[BEGIN Records provided]

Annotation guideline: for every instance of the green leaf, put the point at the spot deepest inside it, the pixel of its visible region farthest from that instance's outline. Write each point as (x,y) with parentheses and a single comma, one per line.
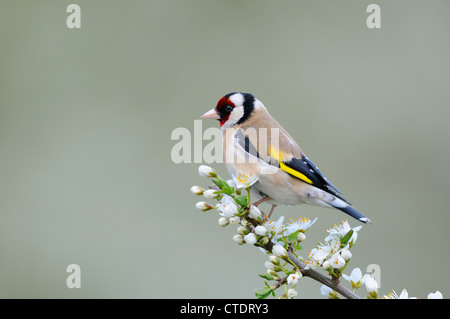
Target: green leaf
(292,237)
(241,200)
(266,276)
(346,238)
(263,293)
(227,190)
(218,183)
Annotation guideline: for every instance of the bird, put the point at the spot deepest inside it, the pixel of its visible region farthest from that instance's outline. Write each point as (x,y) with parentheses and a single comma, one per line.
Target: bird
(260,152)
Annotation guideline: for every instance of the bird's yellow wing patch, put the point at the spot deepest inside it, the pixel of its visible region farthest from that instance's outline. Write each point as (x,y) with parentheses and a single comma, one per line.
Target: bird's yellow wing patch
(279,155)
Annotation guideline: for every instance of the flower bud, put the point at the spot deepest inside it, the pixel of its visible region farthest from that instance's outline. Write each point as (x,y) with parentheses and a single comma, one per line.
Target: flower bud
(263,241)
(260,230)
(346,254)
(337,262)
(293,278)
(291,293)
(244,222)
(230,210)
(238,239)
(197,190)
(301,237)
(235,220)
(223,221)
(279,251)
(250,238)
(242,230)
(255,213)
(272,272)
(203,206)
(210,194)
(206,171)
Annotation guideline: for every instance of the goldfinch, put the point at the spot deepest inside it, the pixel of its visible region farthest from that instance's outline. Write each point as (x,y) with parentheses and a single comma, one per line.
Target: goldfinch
(259,152)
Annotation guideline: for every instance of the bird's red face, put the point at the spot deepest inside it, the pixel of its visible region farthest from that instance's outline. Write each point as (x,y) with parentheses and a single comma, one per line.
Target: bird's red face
(233,108)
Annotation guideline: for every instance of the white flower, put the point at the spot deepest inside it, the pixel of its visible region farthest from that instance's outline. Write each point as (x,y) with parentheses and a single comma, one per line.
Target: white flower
(255,213)
(328,292)
(371,284)
(341,230)
(203,206)
(279,251)
(242,230)
(223,221)
(197,190)
(210,194)
(250,238)
(293,278)
(268,264)
(302,224)
(274,260)
(326,265)
(228,206)
(244,180)
(206,171)
(235,220)
(291,293)
(436,295)
(336,261)
(301,237)
(260,230)
(238,239)
(346,254)
(356,278)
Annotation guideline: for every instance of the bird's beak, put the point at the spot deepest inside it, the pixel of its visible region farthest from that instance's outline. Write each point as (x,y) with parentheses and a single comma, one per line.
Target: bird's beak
(211,114)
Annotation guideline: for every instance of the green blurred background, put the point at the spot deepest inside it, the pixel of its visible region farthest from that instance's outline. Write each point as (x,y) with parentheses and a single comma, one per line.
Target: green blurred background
(86,117)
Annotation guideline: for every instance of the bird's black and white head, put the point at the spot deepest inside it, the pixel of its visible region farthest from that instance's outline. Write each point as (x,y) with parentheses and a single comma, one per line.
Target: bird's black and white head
(233,109)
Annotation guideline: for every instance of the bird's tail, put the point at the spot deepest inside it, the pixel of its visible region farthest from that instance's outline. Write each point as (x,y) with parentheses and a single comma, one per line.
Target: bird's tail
(355,214)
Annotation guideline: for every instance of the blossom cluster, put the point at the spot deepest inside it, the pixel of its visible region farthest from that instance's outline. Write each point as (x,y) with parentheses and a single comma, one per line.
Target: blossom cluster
(281,239)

[END Records provided]

**Direction:** Recast the material from the line containing "Annotation guideline: for every instance of the bird's black" through the end of the material as a two-column CSV with the headers instruction and response. Give one row per instruction and its answer, put each field in quotes, and replace line breaks with spaces.

**Complete output:**
instruction,response
"Annotation guideline: for every instance of the bird's black and white head, put the point at the spot deepest inside it, the pixel of its visible region farthest from that instance's outline. Write each point as (x,y) with parentheses and a single comma, one per line. Target: bird's black and white head","(233,109)"
"Annotation guideline: for every instance of the bird's tail, put the point at the spot deepest inside it, the pixel of its visible region farthest from that instance's outline. Write each point as (x,y) with parentheses and a single comma, one per line. Target: bird's tail","(355,214)"
"Annotation guideline: for every instance of the blossom cluster, put the point at the spot deepest inside it, the pixel of its visible region farthest from that instance's outline. Write each point as (x,y) with parentheses and a single comma, one per line. Target: blossom cluster","(281,239)"